▸ Work to be completed: Please give the items again, starting at the line containing "Where can the blue" and ending at the line containing "x=348, y=195", with "instance" replaced by "occurrence" and nothing else changed.

▸ Data for this exercise:
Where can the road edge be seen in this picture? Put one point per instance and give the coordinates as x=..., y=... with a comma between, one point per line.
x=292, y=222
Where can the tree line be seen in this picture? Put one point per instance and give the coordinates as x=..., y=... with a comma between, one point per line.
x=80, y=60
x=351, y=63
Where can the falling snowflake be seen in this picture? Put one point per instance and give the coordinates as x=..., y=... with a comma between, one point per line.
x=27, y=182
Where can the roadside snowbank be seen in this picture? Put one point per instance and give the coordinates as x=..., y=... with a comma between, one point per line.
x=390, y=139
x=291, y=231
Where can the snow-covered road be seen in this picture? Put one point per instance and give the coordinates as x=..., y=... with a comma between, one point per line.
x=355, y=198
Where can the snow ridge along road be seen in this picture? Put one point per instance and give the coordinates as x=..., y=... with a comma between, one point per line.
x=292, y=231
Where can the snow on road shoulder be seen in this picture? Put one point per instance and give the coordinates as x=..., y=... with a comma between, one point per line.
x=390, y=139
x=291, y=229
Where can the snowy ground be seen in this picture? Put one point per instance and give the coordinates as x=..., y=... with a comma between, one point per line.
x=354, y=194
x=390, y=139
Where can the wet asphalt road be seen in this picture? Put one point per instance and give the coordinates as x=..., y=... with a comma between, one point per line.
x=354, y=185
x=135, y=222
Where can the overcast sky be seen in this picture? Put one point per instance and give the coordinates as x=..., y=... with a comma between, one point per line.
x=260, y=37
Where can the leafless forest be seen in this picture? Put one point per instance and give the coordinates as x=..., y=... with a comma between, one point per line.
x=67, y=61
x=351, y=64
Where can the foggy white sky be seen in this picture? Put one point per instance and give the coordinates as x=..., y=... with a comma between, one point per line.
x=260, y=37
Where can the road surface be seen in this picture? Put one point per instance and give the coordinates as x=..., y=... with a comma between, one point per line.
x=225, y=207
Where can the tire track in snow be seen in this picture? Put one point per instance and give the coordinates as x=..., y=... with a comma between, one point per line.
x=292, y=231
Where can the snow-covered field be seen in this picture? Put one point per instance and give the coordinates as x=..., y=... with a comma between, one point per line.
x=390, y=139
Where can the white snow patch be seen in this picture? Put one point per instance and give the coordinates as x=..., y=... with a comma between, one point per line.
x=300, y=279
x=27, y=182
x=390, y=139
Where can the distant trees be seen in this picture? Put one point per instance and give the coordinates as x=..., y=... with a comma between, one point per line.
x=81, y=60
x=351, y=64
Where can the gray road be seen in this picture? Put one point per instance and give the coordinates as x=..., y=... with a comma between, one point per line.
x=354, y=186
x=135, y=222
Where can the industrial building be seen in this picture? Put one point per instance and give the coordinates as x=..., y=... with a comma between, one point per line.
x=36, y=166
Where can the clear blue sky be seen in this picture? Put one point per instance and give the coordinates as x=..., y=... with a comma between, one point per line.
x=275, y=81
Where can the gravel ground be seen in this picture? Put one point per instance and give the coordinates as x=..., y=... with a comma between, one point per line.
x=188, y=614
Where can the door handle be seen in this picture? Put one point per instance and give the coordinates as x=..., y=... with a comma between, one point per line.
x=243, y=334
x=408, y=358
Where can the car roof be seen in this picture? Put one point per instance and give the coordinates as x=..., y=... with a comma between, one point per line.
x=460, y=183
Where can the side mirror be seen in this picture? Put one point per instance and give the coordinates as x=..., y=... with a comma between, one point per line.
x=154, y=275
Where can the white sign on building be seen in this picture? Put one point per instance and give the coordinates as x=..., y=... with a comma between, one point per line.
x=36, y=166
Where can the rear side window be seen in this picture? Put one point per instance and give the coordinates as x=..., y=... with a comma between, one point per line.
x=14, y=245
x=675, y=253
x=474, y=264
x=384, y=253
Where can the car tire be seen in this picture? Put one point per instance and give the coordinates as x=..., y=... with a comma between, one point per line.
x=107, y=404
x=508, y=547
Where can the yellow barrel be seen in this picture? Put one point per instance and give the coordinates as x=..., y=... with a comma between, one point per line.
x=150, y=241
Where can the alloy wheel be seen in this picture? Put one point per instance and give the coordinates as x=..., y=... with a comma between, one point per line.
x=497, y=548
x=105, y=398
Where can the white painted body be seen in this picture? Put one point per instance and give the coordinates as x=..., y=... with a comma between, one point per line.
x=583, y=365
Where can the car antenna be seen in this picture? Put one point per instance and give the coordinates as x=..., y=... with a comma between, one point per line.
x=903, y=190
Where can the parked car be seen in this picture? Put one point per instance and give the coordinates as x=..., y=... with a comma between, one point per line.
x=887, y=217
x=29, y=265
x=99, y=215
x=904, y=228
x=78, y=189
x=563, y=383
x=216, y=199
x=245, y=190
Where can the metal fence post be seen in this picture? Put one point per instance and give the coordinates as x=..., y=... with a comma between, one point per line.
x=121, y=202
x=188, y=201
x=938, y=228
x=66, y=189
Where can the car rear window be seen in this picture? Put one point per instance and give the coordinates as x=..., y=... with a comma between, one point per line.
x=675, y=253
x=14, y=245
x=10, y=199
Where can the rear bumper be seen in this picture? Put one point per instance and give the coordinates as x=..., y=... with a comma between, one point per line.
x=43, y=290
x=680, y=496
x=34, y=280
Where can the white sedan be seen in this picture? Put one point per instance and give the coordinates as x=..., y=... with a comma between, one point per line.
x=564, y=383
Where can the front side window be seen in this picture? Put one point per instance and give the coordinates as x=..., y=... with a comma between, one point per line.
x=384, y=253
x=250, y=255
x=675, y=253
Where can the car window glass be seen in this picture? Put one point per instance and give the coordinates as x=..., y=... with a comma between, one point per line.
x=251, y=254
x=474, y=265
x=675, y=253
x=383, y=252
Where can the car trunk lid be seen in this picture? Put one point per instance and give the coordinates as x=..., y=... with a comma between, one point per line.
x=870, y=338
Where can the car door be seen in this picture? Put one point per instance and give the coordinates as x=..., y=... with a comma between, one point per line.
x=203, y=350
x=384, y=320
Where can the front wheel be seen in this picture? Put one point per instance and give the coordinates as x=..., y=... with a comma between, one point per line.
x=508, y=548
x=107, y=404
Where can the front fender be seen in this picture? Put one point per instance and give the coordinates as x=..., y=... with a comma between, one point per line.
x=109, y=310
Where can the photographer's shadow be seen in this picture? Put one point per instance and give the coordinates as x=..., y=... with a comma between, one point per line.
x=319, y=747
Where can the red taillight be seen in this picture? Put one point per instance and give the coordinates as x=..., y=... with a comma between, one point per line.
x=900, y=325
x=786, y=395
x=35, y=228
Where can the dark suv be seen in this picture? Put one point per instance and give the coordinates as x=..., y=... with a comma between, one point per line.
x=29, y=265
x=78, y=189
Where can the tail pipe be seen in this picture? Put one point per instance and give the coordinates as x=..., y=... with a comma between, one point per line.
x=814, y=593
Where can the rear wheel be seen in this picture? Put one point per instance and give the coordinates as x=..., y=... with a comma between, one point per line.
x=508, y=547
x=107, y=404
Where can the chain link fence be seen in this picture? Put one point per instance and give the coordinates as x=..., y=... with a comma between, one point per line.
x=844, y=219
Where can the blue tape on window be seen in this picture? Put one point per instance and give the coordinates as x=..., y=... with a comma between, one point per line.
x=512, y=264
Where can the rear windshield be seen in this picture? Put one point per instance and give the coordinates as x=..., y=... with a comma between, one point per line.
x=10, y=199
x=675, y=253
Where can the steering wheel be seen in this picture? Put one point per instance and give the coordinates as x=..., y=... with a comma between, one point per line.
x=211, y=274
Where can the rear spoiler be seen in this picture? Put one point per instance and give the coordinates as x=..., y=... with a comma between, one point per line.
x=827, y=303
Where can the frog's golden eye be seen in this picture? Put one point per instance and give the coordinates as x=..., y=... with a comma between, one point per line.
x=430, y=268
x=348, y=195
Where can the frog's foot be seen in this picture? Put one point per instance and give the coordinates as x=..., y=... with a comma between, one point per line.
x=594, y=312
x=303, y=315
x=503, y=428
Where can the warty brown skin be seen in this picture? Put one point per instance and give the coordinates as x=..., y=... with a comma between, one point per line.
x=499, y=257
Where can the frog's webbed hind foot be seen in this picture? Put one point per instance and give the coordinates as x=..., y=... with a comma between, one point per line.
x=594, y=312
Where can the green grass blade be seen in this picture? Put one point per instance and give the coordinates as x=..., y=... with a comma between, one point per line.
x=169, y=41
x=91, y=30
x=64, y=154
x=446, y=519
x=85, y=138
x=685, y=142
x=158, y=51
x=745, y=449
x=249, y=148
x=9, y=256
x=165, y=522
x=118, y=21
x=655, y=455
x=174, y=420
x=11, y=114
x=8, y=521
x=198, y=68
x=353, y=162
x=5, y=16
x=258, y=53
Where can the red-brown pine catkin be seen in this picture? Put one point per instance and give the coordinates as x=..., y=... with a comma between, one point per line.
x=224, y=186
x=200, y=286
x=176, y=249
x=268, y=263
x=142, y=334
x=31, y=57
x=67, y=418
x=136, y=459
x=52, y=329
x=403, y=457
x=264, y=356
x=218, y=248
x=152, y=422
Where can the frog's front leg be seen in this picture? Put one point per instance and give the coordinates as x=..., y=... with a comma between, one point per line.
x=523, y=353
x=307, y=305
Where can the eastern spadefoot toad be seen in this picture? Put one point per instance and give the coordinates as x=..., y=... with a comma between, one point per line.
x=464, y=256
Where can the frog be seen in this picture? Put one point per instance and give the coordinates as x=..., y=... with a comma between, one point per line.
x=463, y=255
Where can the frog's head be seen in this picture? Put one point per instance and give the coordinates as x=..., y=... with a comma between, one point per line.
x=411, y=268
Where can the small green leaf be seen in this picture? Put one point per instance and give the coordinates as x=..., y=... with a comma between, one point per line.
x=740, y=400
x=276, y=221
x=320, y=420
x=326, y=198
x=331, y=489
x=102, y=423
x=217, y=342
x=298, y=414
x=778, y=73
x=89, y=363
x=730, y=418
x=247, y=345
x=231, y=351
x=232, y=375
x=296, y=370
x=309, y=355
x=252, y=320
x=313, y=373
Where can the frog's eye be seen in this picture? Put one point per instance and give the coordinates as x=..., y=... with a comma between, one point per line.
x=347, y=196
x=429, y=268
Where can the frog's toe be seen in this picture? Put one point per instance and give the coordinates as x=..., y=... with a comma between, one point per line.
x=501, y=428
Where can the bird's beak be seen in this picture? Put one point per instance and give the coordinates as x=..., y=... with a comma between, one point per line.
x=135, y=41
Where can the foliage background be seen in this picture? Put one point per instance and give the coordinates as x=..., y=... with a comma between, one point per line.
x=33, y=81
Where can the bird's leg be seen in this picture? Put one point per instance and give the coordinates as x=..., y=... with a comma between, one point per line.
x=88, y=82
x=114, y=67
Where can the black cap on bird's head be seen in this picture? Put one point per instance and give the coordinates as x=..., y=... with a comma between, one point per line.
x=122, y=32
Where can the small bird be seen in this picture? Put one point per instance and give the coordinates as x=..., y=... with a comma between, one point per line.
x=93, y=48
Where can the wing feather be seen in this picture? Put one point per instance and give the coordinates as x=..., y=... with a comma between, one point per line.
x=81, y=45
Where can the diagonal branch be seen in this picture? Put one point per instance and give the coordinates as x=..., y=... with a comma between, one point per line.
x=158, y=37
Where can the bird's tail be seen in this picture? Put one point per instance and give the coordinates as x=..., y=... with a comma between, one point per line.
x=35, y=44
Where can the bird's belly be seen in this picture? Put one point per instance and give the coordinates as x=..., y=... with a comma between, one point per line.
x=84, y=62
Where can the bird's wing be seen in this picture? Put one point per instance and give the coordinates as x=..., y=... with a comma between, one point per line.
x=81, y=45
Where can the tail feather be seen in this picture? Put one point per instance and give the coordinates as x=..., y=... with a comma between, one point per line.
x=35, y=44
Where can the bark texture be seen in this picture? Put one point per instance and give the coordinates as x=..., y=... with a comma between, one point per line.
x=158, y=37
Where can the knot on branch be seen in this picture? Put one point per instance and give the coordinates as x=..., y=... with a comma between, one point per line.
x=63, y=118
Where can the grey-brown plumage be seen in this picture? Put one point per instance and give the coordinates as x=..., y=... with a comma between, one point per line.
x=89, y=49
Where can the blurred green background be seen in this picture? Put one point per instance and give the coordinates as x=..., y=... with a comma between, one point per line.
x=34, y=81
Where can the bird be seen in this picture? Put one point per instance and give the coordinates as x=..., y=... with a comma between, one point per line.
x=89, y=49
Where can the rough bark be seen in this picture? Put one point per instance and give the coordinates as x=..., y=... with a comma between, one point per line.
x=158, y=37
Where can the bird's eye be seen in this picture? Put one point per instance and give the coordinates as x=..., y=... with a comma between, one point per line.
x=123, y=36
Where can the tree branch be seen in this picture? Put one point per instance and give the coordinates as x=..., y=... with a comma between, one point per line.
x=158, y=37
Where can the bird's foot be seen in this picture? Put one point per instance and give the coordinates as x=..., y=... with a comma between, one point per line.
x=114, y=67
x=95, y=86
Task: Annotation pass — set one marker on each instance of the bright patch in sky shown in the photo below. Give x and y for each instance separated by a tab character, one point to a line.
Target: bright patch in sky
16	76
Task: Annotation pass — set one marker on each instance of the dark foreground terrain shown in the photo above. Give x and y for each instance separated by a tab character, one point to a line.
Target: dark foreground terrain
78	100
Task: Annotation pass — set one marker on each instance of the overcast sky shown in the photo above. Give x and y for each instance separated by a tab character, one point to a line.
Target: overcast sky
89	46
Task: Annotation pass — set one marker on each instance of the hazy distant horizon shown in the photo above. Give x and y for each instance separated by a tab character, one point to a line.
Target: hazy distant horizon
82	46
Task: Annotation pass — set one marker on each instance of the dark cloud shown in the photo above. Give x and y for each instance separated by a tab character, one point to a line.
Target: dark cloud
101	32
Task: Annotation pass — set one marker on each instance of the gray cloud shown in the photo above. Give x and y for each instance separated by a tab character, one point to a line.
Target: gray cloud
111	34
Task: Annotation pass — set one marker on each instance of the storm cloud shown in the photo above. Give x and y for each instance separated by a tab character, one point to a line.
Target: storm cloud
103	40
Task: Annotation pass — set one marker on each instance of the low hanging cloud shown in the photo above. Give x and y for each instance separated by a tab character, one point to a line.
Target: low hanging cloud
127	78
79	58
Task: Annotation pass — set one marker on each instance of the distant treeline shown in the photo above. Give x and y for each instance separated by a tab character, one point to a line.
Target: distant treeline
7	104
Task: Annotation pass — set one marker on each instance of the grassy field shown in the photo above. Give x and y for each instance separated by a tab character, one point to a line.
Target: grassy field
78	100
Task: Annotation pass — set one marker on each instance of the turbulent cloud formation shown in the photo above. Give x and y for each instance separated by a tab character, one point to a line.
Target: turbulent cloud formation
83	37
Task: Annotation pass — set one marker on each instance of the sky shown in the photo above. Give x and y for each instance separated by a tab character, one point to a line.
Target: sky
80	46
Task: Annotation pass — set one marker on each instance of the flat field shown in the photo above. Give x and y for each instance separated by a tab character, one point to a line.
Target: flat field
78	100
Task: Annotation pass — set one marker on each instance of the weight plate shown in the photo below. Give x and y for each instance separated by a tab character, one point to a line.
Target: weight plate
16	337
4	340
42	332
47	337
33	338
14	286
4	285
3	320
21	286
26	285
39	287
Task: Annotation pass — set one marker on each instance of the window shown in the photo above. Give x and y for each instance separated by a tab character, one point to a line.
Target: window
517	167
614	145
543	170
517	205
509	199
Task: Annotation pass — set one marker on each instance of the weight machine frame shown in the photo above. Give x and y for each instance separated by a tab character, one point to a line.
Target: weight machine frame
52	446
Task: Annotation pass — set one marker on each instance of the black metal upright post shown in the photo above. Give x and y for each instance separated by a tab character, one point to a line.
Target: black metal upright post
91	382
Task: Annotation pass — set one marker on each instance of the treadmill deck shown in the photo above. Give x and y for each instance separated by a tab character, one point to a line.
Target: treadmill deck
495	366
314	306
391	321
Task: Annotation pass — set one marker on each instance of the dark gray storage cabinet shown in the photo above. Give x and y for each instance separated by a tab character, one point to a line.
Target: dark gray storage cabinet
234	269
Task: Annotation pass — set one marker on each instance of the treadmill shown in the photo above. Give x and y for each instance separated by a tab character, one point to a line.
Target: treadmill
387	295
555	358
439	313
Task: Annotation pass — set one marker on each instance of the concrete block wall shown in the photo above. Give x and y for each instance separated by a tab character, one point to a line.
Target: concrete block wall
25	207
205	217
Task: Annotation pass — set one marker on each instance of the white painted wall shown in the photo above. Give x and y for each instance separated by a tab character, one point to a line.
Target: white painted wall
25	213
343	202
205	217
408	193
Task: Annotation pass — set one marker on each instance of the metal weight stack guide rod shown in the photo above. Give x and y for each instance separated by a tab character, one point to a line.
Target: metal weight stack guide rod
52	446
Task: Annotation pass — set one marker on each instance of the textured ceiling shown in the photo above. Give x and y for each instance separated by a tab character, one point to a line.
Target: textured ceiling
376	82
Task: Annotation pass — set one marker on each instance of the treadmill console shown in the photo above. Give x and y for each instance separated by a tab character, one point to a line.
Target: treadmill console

▸ Output for this exercise:
Where can the blue tape on window be seen in this picture? Put one point per occurrence and give the coordinates as x=..., y=... with a comma between, one point per line.
x=512, y=264
Where can the rear windshield be seen in this picture? Put one point per occurrence and give the coordinates as x=..., y=... with a comma between, one point per line.
x=10, y=199
x=675, y=253
Where can the steering wheel be seen in this picture? Put one point per occurrence and give the coordinates as x=..., y=... with a comma between, one point per line.
x=211, y=274
Where can the rear spoiler be seen in this picture? Put one point per occurrence and give the coordinates as x=..., y=... with a comma between, one point per line.
x=827, y=303
Where can the frog's golden eye be seen in this picture? Put one point per occurrence and give the coordinates as x=..., y=... with a comma between, one point per line.
x=430, y=268
x=348, y=195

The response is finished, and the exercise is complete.